▶ [STATED GOAL 1]: Repeat the passage of the review from "This is a film that, after" to "and a message.", leaving the wording unchanged.
▶ [STATED GOAL 2]: Show each line of the listing that contains the string "pink", treating uppercase and lowercase letters as distinct.

▶ [READING PASSAGE]:
------------------------

With a name based on a Mystery Science Theater 3000 riff, EPP was originally going to mostly house B-movie reviews. Now though, it has become a repository for whatever burrs get under my pop culture saddle on any given day. Seriously, I must be insane; who else voluntarily reads a book on the history of jeans...and enjoys it?
Tuesday, September 7, 2010
New Zealand Week: Day 3: Review: The Price of Milk (2000)
This is a film that, after even one viewing, you won't soon forget, whether you like it or not. It's magical, mystical, weird...altogether trippy. It's got romance, betrayal, danger...everything that makes a fairy tale great. Don't let that put you off though. This is a film with a heart and a message.
Lucinda (Danielle Cormack) lives on a dairy station with her boyfriend Rob (Karl Urban). They have a rather unconventional life, bathing and eating dinner in a large outdoor tub and experiencing frequent, surprisingly non-fatal, car-flippings on a nearby roadway. They also have a dog, Nigel, with such a bad case of agoraphobia that he spends most of the film walking around with a box over him.

------------------------

Records from a data source:

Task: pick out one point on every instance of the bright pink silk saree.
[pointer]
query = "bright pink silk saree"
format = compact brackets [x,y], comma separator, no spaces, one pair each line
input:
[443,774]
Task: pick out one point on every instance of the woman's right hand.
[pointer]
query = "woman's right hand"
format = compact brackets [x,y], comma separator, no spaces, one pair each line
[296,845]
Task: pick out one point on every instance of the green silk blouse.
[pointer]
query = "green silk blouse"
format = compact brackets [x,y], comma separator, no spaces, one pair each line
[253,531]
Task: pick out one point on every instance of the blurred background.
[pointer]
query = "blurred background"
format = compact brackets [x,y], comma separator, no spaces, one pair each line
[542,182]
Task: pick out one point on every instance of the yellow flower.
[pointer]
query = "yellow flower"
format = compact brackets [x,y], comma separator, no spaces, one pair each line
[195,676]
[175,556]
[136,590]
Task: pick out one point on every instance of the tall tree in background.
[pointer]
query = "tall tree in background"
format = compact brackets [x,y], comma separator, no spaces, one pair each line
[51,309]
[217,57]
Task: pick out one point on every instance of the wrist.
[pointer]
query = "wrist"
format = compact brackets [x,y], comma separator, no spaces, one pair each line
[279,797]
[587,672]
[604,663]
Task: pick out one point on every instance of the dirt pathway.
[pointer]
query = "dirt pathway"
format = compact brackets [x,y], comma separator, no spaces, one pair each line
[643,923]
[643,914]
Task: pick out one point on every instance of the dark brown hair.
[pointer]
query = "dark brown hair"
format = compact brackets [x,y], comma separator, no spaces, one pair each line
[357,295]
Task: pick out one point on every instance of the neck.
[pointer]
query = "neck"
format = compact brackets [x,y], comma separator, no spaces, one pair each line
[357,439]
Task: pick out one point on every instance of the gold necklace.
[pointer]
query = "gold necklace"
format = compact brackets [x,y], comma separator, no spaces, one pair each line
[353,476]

------------------------

▶ [COMPLETE ANSWER 1]:
This is a film that, after even one viewing, you won't soon forget, whether you like it or not. It's magical, mystical, weird...altogether trippy. It's got romance, betrayal, danger...everything that makes a fairy tale great. Don't let that put you off though. This is a film with a heart and a message.

▶ [COMPLETE ANSWER 2]:
Task: pick out one point on every instance of the bright pink silk saree.
query = "bright pink silk saree"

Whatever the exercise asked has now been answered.